Source
Chinese Colours and the Opera Look

Within the cultural-historical context laid out above, I will address Eco’s question of –“how culture conditions the colour we see” – in the following discussion. Among all colours, the chinese-reds and golden-yellows are believed to offer a distinct and exotic visual experience unique to China. Danish architect Jørn Utzon, for instance, was so taken by these “imperial colours” during his 1958 visit to the Forbidden City, in Beijing, that he applied them to his designs for the Major Hall of the Sydney Opera House.[12] With these colours, he writes, the halls “will form another world – a make-believe atmosphere, which will exclude all outside impression[s] and allow the patrons to be absorbed into the theatre mood.”[13] Chinese-red, golden-yellow, and emerald-green decorate Barrio Chino’s restaurant quarter and characterise many other Chinatowns around the world. The visual impact felt by Utzon was also reflected by early western spectators of Chinese Opera in San Francisco, New York, Havana, London,  and Singapore, since the mid-1800s, as opera offers an enriched palette of colours.[14] Kleiber describes the actors as “sumptuously adorned” and the theatre “a world of wonders”, stating that if “there is a crisis in our theater, the Barrio Chino is clearly unaware of it!”[15] Watching an opera in Vancouver in the 1940s, Wayson Choy felt “a burst of color struck” his eyes when the “door size curtain parted”, and when the actors came on stage “in sequined costumes of forest green and gold, jolting cobalt blue and fiery red, living myths swayed onto the stage, their swords slashing the air, their open ornate fans snapping.”[16]

Traditional Chinese colour symbolism is built around five colours representing the five essential elements of the universe – white for metal, green for wood, black for water, red for fire, and yellow for earth. Moreover, these five colours respectively govern the west, the east, the north, the south, and the Centre. Historically, colours were used in formal attire to distinguish rank, title, and status in the imperial court.[17] Traditional Chinese opera costumes, are mostly in accordance with this colour-coding, as they mainly involve ten colours. The Upper Five Colours include fully saturated red, green, yellow, white, and black, while the Lower Five Colours include maroon, pink, purple, light-blue, and olive-green.[18] The upper colours are often used pure, while the lower colours can vary in shades. The most complex and expensive costumes are longpao (dragon robes) for emperors, nobilities, high-ranking military officers, and the kao (armour) worn by male and female warriors. Following the general cultural custom, Chinese Opera reserves golden-yellow for the roles of emperors and empresses.[19] Other symbolic assignments of colours to different roles include orange for nobilities, red for respected figures, darker shades for mature characters, and lighter colours for the youthful roles. The colours are not gender-specific, yet a pure white dress with no pattern is designated for the roles of female ghosts and spirits, but white dragon robes are for dashing young generals, like Pinggui in the play of Baochuan – a favourite of Caridad’s.

What is expected
According to the text on Chinese opera colours, which colour does Chinese Opera reserve for the roles of emperors and empresses? The material that comes next is separate from the text on Chinese opera colours.

Record list

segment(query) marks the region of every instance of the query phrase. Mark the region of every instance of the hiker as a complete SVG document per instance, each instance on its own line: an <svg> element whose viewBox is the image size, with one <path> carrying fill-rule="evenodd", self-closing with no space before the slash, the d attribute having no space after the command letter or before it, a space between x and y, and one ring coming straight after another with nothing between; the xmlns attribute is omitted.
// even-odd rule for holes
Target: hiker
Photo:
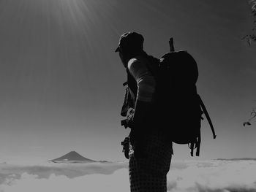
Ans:
<svg viewBox="0 0 256 192"><path fill-rule="evenodd" d="M122 34L116 52L127 72L126 99L129 109L127 126L129 134L129 176L132 192L167 191L166 174L173 154L172 145L162 131L156 103L154 65L158 60L143 50L144 39L136 32Z"/></svg>

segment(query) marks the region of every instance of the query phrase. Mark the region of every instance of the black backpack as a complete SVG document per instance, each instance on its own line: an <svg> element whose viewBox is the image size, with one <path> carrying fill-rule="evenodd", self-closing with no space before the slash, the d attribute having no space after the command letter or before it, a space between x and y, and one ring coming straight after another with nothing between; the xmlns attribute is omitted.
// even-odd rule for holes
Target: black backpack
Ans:
<svg viewBox="0 0 256 192"><path fill-rule="evenodd" d="M158 62L148 56L148 69L157 81L157 110L161 114L161 125L170 142L187 144L193 156L200 154L200 127L204 113L211 128L214 139L215 131L206 108L197 93L197 65L187 51L174 51L172 39L170 53L165 54ZM125 84L126 85L127 84ZM127 88L127 103L129 104L129 88ZM124 102L124 104L125 102ZM126 115L127 104L123 105L121 115ZM124 116L124 115L123 115ZM125 120L122 121L125 126Z"/></svg>

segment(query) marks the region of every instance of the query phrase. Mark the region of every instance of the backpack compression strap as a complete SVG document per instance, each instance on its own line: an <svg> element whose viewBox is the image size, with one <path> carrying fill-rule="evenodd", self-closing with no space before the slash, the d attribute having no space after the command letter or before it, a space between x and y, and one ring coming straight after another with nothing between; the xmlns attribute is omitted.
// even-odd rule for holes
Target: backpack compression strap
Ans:
<svg viewBox="0 0 256 192"><path fill-rule="evenodd" d="M211 127L211 131L212 131L212 134L214 136L214 139L215 139L216 138L215 131L214 131L214 126L213 126L213 124L211 123L209 114L207 112L206 107L205 104L203 104L201 97L198 94L197 94L197 96L198 96L198 99L199 99L200 105L202 107L203 112L206 115L206 119L207 119L208 122L209 123L209 125L210 125L210 127Z"/></svg>

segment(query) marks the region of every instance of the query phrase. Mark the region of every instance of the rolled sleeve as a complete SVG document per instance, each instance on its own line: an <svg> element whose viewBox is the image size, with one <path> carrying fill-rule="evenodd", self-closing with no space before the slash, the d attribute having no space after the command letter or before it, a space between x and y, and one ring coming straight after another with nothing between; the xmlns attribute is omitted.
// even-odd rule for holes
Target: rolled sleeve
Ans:
<svg viewBox="0 0 256 192"><path fill-rule="evenodd" d="M156 82L146 66L146 60L132 58L128 63L128 69L137 82L137 99L146 102L153 101Z"/></svg>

Exercise result
Golden-yellow.